What the task asks. With the pictures omitted, write out the entries that follow exactly as they stand.

Items listed in a dataset.
════
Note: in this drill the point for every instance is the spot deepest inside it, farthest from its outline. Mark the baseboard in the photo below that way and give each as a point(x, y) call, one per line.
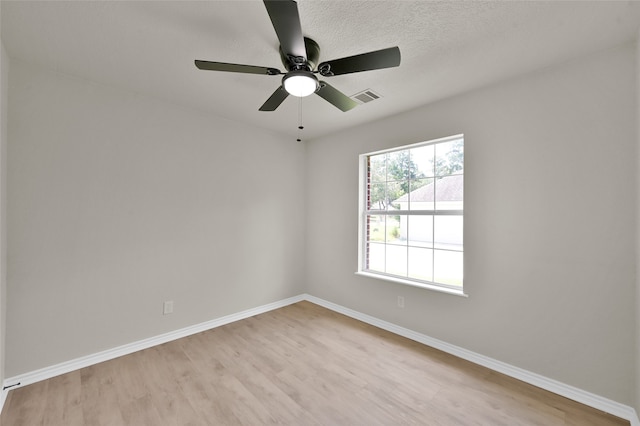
point(571, 392)
point(86, 361)
point(567, 391)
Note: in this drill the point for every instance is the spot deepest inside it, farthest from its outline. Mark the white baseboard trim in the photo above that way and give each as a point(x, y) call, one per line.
point(571, 392)
point(86, 361)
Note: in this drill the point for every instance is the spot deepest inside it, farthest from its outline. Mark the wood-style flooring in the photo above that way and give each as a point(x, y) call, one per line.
point(298, 365)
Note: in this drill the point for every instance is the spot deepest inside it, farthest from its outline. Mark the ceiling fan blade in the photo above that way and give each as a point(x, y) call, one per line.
point(336, 97)
point(247, 69)
point(379, 59)
point(286, 21)
point(275, 100)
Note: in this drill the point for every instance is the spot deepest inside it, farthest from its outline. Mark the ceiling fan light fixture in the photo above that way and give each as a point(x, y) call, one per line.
point(300, 83)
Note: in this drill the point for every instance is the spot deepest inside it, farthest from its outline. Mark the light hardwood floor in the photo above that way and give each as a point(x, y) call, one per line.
point(298, 365)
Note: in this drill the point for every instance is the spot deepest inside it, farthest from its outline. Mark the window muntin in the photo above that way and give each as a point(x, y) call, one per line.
point(412, 213)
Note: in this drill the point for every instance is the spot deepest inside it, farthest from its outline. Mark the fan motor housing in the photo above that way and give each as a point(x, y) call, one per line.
point(313, 54)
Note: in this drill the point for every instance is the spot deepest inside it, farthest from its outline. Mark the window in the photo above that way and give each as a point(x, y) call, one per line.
point(412, 213)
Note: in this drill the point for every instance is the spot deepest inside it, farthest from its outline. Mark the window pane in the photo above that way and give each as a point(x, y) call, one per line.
point(449, 157)
point(448, 267)
point(376, 228)
point(378, 168)
point(420, 264)
point(393, 230)
point(448, 232)
point(423, 159)
point(449, 192)
point(395, 195)
point(420, 231)
point(425, 184)
point(421, 195)
point(375, 257)
point(396, 259)
point(377, 196)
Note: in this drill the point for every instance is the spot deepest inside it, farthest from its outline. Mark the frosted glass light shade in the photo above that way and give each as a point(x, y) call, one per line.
point(300, 83)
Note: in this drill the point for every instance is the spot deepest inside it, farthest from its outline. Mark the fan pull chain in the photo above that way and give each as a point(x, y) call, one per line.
point(300, 126)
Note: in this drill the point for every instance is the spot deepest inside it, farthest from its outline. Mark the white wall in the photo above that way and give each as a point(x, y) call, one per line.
point(637, 229)
point(4, 80)
point(118, 202)
point(550, 190)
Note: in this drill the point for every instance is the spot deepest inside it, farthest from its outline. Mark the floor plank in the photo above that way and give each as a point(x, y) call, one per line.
point(298, 365)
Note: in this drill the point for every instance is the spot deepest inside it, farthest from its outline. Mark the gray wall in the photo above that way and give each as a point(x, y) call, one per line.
point(118, 202)
point(549, 211)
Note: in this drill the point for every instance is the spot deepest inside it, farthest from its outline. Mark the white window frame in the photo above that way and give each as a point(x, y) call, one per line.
point(362, 221)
════
Written reply.
Note: in this drill the point for every instance is the spot deepest inside it, farthest from its outline. Mark the baseboard in the photo below that way and give each as a point(x, y) call, one per line.
point(571, 392)
point(86, 361)
point(567, 391)
Note: in this drill the point for every instance is the spot deepest inside it, farthest from its outline. Mark the white baseboard trim in the photo above that way and give each as a point(x, y) call, one per line.
point(571, 392)
point(86, 361)
Note: in this drill the point for every instance is the spot deepest inside it, farthest from its outline. Mark the wood-style flooring in the photo above that way and give each as a point(x, y) call, one per line.
point(298, 365)
Note: in this drill the point for every instance is the spot deepest inside it, farthest from its outline. Mark the ceiling fan blade in the photo above that way and give each as a point(x, y) call, one per line.
point(336, 97)
point(247, 69)
point(379, 59)
point(286, 21)
point(275, 100)
Note: in this drill the point for every instance is the spot deepest inside it, farthest from its outline. Mark the ceiling fan light fixture in the photo above that way and give each as a point(x, y) call, one per line.
point(300, 83)
Note: in this drill the point for every instance is the spot deepest inside it, farthest from its outline. Mark the light hardwood floor in the photo above that way and give each as a point(x, y) call, one per line.
point(298, 365)
Note: in this drill the point for every instance is the spot deepest inside it, farthest from its outline. Mark the window muntin in the photo above that way and give each as a point(x, y) call, one per line.
point(412, 213)
Note: in this drill the point for every instance is the spot deepest inside it, farthest from its outline. Mark the fan motor housing in the photo above that way and give each as a point(x, y) call, one per line.
point(313, 54)
Note: in this drill the point for every instance is the spot deepest inside it, farthest from its outline. Mark the window in the photo above that way and give each as a point(x, y) call, one per line.
point(412, 213)
Note: in this drill the point for every instance is the spot deepest inside it, farthest from its outline. Mark the window pane in the photo above that way and give each as a point(x, y) call, one per line.
point(449, 157)
point(448, 267)
point(376, 228)
point(378, 168)
point(420, 264)
point(393, 230)
point(448, 232)
point(423, 159)
point(449, 192)
point(395, 195)
point(420, 231)
point(425, 184)
point(421, 195)
point(375, 257)
point(396, 259)
point(377, 196)
Note: in this drill the point for every instance is the spot deepest inside it, farthest from its outline. Mark the frosted glass light shade in the photo above that way and give each as a point(x, y) call, one per line.
point(300, 83)
Note: in this drill the point for every instance is the spot deepest inside it, farthest from its outline. Mark the fan pull chain in the photo above that way and give each as a point(x, y) call, one per line.
point(300, 126)
Note: in this drill the point for every instance is the spot deepest inside it, farthest from its outline. Mark the white wall in the photo above that way and give each as a point(x, y) call, one per line.
point(637, 229)
point(4, 80)
point(118, 202)
point(550, 190)
Note: in this drill the point for every instance is the spot deepest inside it, farthest from its outline. Mark the floor plank in the photo above that way and give each as a point(x, y) call, one per line.
point(298, 365)
Note: in this drill the point for every instance is the spot deepest inside it, farthest from its outline. Mark the gray wall in the photo above that way and give each as a point(x, y) call, one per line.
point(118, 202)
point(549, 211)
Note: in this drill the point for every instance is the spot deepest inside it, farthest from its outline. Mark the white window frame in the photo above that way and give each as a point(x, y) call, one per line.
point(362, 221)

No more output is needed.